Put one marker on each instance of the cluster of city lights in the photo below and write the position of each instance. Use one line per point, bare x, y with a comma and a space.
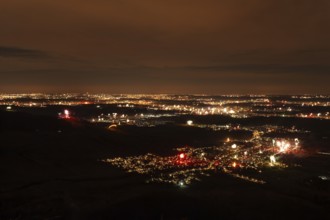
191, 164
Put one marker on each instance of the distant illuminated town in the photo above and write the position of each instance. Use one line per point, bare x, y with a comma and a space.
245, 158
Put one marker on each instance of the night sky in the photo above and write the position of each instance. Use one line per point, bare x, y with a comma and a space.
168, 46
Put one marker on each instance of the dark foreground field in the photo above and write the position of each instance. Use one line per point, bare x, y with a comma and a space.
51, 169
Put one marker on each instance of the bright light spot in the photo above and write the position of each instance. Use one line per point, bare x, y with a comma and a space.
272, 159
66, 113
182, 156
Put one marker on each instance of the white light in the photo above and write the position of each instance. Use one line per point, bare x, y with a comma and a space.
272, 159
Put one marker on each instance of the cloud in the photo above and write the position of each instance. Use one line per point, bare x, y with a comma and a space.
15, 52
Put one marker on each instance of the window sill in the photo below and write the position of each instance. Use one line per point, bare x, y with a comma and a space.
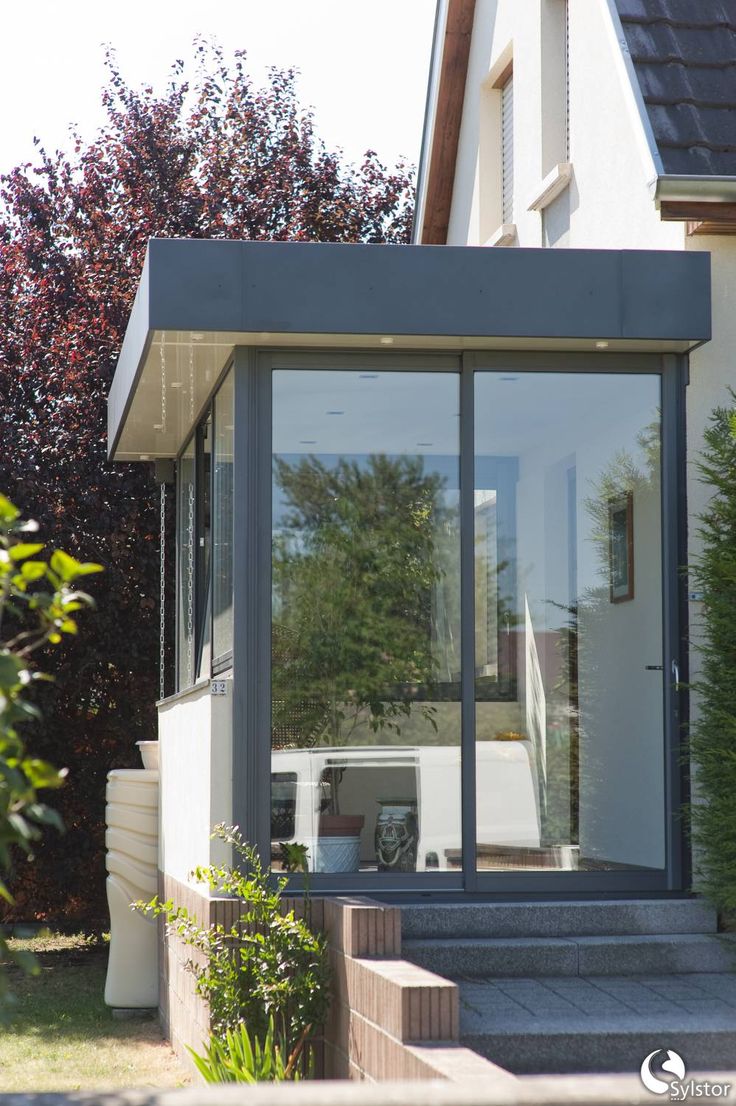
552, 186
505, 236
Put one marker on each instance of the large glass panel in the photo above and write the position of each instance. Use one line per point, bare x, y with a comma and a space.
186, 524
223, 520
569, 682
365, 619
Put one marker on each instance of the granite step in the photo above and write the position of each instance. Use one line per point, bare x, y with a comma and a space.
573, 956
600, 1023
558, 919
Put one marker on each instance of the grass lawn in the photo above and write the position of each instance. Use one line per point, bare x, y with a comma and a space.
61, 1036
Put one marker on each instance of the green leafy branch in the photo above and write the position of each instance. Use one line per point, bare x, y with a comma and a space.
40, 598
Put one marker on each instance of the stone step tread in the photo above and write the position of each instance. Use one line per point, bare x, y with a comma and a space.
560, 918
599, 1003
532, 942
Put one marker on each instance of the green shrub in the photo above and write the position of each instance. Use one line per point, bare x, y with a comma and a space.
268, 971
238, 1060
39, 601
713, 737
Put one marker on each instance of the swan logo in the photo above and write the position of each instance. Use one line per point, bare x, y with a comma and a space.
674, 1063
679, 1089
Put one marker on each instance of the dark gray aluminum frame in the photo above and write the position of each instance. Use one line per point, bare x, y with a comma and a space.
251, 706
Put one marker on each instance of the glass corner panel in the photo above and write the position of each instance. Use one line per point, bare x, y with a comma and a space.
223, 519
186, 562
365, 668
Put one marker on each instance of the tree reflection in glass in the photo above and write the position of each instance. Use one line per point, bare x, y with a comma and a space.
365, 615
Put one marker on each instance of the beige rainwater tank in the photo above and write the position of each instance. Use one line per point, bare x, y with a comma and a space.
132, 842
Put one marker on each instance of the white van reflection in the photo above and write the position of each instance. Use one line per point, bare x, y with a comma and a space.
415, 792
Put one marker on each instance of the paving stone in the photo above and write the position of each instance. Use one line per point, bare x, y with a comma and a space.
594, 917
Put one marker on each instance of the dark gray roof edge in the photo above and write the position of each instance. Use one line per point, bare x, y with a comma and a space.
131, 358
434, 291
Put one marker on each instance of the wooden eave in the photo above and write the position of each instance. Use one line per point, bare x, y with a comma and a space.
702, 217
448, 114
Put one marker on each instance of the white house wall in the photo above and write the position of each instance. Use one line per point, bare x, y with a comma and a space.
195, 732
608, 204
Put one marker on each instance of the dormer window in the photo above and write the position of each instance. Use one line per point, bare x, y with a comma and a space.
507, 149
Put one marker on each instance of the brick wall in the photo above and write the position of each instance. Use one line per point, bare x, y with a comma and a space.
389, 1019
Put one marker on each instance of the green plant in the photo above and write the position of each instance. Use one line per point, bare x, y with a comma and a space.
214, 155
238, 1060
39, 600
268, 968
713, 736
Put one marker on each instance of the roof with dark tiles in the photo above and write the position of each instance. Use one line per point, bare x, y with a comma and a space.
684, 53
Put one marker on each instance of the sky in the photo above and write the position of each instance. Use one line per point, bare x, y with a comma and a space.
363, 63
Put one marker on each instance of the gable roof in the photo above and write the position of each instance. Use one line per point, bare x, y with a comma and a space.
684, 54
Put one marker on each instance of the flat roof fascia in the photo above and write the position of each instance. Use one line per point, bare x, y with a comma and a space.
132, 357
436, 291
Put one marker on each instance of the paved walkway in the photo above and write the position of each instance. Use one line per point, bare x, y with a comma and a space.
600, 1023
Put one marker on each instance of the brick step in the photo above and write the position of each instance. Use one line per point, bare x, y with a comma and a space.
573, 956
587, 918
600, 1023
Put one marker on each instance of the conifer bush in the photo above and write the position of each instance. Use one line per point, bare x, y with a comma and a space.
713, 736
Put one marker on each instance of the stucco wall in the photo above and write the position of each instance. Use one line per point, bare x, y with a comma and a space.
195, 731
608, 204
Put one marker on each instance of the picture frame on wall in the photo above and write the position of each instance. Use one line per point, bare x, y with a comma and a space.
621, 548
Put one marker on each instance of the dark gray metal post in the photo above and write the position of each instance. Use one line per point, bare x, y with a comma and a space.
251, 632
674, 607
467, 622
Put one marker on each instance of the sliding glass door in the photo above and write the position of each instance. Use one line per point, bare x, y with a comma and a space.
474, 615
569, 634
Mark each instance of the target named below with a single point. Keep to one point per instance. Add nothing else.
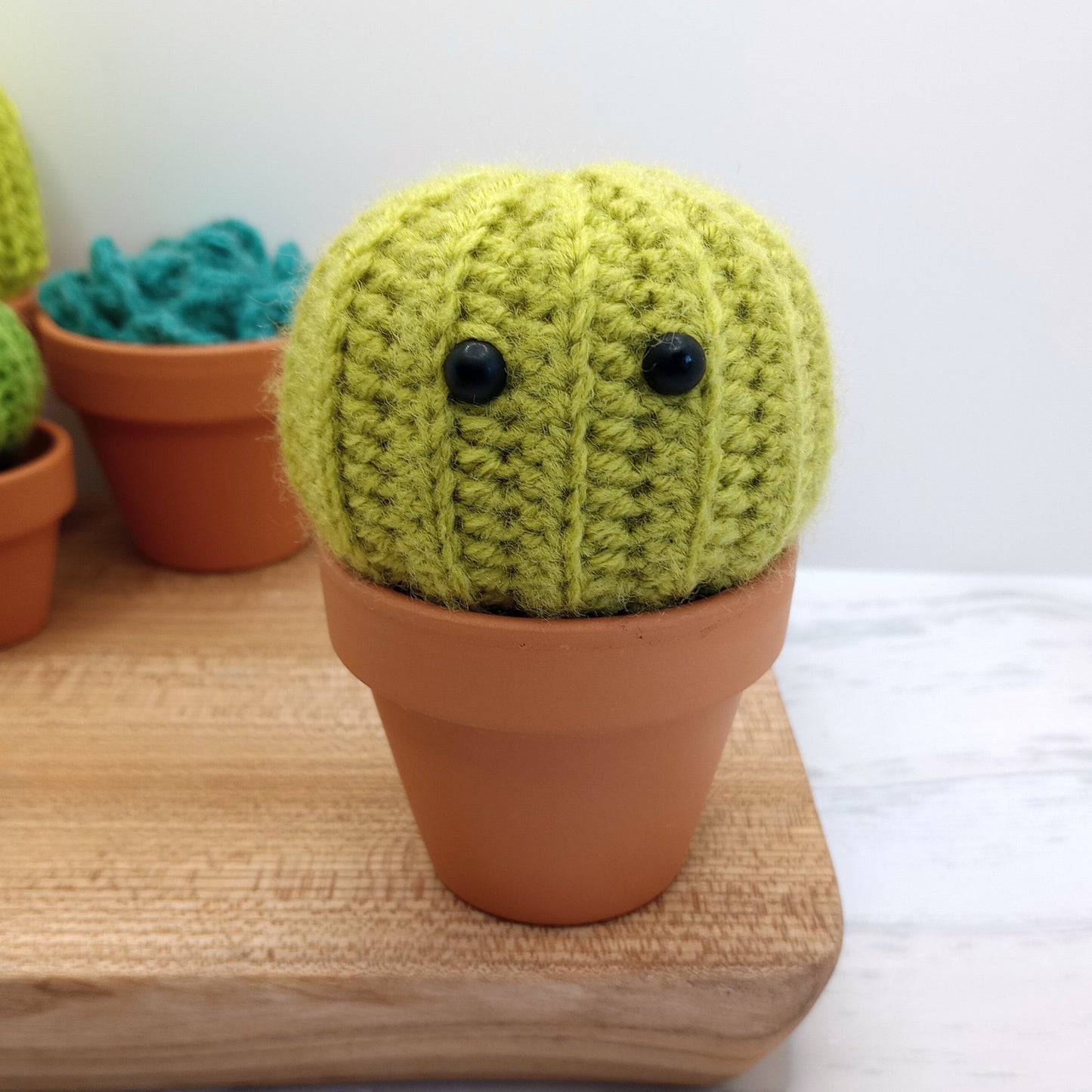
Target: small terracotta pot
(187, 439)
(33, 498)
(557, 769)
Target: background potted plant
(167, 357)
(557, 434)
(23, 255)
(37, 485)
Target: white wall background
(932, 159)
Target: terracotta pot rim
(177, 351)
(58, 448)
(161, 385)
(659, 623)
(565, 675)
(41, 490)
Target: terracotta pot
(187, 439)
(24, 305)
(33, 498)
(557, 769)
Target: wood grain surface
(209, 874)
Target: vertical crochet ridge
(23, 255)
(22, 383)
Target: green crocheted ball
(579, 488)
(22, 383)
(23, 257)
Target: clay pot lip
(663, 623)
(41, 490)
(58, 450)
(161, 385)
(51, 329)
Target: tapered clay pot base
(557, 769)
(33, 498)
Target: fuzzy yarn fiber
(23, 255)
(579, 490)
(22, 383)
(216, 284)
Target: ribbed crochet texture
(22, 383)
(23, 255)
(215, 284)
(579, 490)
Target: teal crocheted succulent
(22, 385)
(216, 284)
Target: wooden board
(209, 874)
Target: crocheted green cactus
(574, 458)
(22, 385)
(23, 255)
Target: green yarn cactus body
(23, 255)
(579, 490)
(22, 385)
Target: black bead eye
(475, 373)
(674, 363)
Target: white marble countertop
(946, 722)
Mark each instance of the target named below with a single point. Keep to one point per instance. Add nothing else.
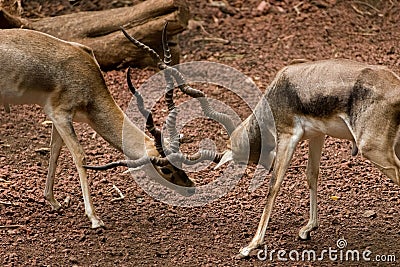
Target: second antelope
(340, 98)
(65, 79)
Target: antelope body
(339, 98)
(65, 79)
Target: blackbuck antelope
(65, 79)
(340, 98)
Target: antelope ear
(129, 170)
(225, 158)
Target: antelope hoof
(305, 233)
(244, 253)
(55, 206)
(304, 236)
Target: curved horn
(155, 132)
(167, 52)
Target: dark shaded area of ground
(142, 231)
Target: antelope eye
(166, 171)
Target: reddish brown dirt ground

....................

• **YOUR INSTRUCTIONS**
Write out the material above once more, exactly as it reads, with no pictures.

• **IN RESPONSE**
Put one marker on each instance of the cluster of city lights in the photo below and write the position of each instance. Use one line per point, bare x, y with a comma and a space.
191, 164
Put one marker on each instance of the distant illuminated town in the photo above and write the position of each instance. Use one line per point, bare x, y with a comma and a space.
245, 158
Put one marker on each instance of the night sky in the photo above and write the position of each instance. Use one line per point, bare x, y with a comma and a space.
168, 46
Put one marker on each instance of the dark foreground field in the photo above and write the position of each instance. Use one line per point, bare x, y with a comma and a space.
51, 169
Put one marker on each instance of the bright light spot in the photo above and write the position of each instance. Use one line per point, bare x, y with a comma and a space.
272, 159
66, 113
182, 156
Put one marker on each instance of the white light in the photo above and write the position of each instance. Use one line per point, bare x, y with a comma and a space.
272, 159
Put one marker on each instance of the cloud in the photo above and write the position of each instance. Use one line per point, bare x, y with a comma and a space.
15, 52
Put one marker on each instance of the window sill in the photo below and write the position of each instance. Use one line per point, bare x, y with a comma and a space.
552, 186
505, 236
Put one marker on each instance of the large glass panel in the photo above and write the position of each instance. Use one line per point, bare x, y with a comma and a space.
186, 524
223, 520
569, 682
365, 619
Put one marker on each instance of the granite step in the photo above and write the position of each instance. Use one line per point, bare x, y with a comma and a space.
573, 956
600, 1023
558, 919
Put one marker on each instance of the grass lawn in the photo above and write the position of each instance. Use one line per point, bare x, y with a comma and a space.
61, 1036
Put one marker on each instance of the green leafy branch in the photo above and write the position of each instance. Use one line per point, bare x, y with a comma and a space.
40, 598
Put one marker on each instance of the stone step tread in the photo above and write the position of each instance. Use one line per point, bare x, y with a comma and a space.
560, 918
599, 1003
532, 942
Put one marker on each instance of the green shrub in the photo above and write the position of each instance. Use one line per point, bare x, y with a comma and a space.
268, 971
238, 1060
39, 601
713, 737
Put one marker on each instance of the swan logo in the photo above and write the position of each instance. Use one line per point, bare x, y with a comma and a space.
674, 1063
679, 1089
Put one marker on each instance of the dark gray aluminum frame in the photo above and write the position of each instance. Use one line per point, bare x, y with a comma and a space.
251, 706
Put one marker on each instance of the glass corner panel in the photo above and write the position of each instance. Use one line per point, bare x, y with a comma and a space.
223, 519
186, 562
365, 668
Put one marker on each instance of the tree reflection in glass in the photo above and write the position of each instance. Use one line per point, bare x, y with a comma and a space.
365, 615
Put one marker on each instance of the beige rainwater tank in the photo above and write the position of each instance. Use one line per point, bare x, y with a comma and a space.
132, 842
Put one marker on each instance of the white van reflection in the photo above and write the position of each instance. Use one line per point, bare x, y with a comma and a space.
415, 792
Put one marker on each instance of the paving stone in the photo above and write the position of each instance. Use one line per point, bare x, y with a comma and a space.
594, 917
Put one marker on each instance of the dark gray roof edge in the photo above and write the position of each instance. Use one line per point, bare x, y with a comma and a space.
131, 358
434, 291
Put one marker on each instance of the wooden eave in the photo above and write the position of each instance. Use one line per point, bare x, y with a comma and a space.
702, 217
448, 114
Put one marker on each instance of the white house wall in the photo above and write the position of each instance. Use one line per point, bare x, y with a comma and a space.
195, 732
608, 204
Put one marker on each instance of the dormer window in the photo above and write the position of each instance. Use one line per point, bare x, y with a comma and a space.
507, 149
Put one marker on each instance of the brick wall in the photo above and write the position of each instance. Use one line per point, bare x, y with a comma and a space.
389, 1019
Put one marker on each instance of the green plant in the photo above and write the position of each instance. Use one line per point, bare x, y with a comma and a space.
214, 155
238, 1060
39, 600
268, 968
713, 736
Put one marker on each instance of the roof with dark tiles in the photo above and write the position of each instance. Use one line per point, bare x, y with a comma and a space.
684, 53
Put one marker on each instance of the sky in the photo above and write the position of each instance. Use one line per point, bare x, y with a comma and a space.
363, 63
Put one marker on each instance of the gable roof in the photo above and write the position of each instance. Use one line per point, bare x, y with a comma and a space.
684, 54
Put one marker on each instance of the flat roof fascia in the photo above and write the position of each instance. Use one line per point, bare x, y with a comma and a space.
132, 357
436, 291
Put one marker on each instance of the paved walkway in the photo above and write the position of each instance. Use one line per point, bare x, y with a comma and a space.
600, 1023
Put one marker on each instance of the brick step in the photo above and write the position of each instance. Use one line per point, bare x, y with a comma and a space.
573, 956
587, 918
600, 1023
Put one marker on each instance of the conifer bush in the photo above and write the position of each instance. Use one line per point, bare x, y with a comma and a space.
713, 736
Put one marker on each instance of the stucco wall in the photo above and write the position of each instance. Use one line per point, bare x, y with a comma and a space.
195, 731
608, 204
Put one marker on each instance of the picture frame on wall in the photo above and write the position of each instance. Use one line per point, bare x, y with a comma and a space.
621, 548
Put one marker on each instance of the dark gray metal post in the photo above and write the position of each instance. Use one line per point, bare x, y with a comma and a space.
251, 632
674, 607
467, 622
Put one marker on each instance of the sliding glass door in the photo above and write the position of each instance. Use one line per point, bare x, y with a comma and a space.
474, 615
569, 634
Mark each instance of the target named below with a single point. Keep to one point per instance. Add nothing else.
Target: small terracotta pot
(187, 439)
(33, 498)
(557, 769)
Target: background potted plant
(167, 357)
(557, 434)
(23, 255)
(37, 485)
Target: white wall background
(932, 159)
Target: terracotta pot rim
(177, 351)
(58, 448)
(161, 385)
(659, 623)
(565, 675)
(41, 490)
Target: terracotta pot
(187, 439)
(24, 305)
(33, 498)
(557, 769)
Target: wood grain surface
(209, 874)
Target: vertical crochet ridge
(23, 255)
(22, 383)
Target: green crocheted ball
(579, 488)
(22, 383)
(23, 257)
Target: clay pot lip
(663, 623)
(41, 490)
(58, 450)
(161, 385)
(51, 329)
Target: tapered clay pot base
(557, 769)
(33, 498)
Target: fuzzy yarn fiber
(23, 255)
(579, 490)
(22, 383)
(216, 284)
Target: ribbed crochet texture
(22, 383)
(23, 255)
(215, 284)
(579, 490)
Target: teal crocheted succulent
(22, 385)
(216, 284)
Target: wooden board
(209, 874)
Target: crocheted green cactus
(574, 458)
(22, 385)
(23, 255)
Target: green yarn cactus body
(23, 255)
(579, 490)
(22, 385)
Target: black bead eye
(475, 373)
(674, 363)
Target: white marble countertop
(946, 722)
Mark each instance of the target named below with a single point. Keep to one point per instance. Add nothing else.
Target: second antelope
(340, 98)
(65, 79)
Target: antelope body
(339, 98)
(65, 79)
Target: blackbuck antelope
(65, 79)
(340, 98)
Target: antelope ear
(129, 170)
(225, 158)
Target: antelope hoof
(305, 233)
(244, 253)
(55, 206)
(304, 236)
Target: curved horn
(155, 132)
(167, 52)
Target: dark shaded area of ground
(142, 231)
Target: antelope eye
(166, 171)
Target: reddish brown dirt ground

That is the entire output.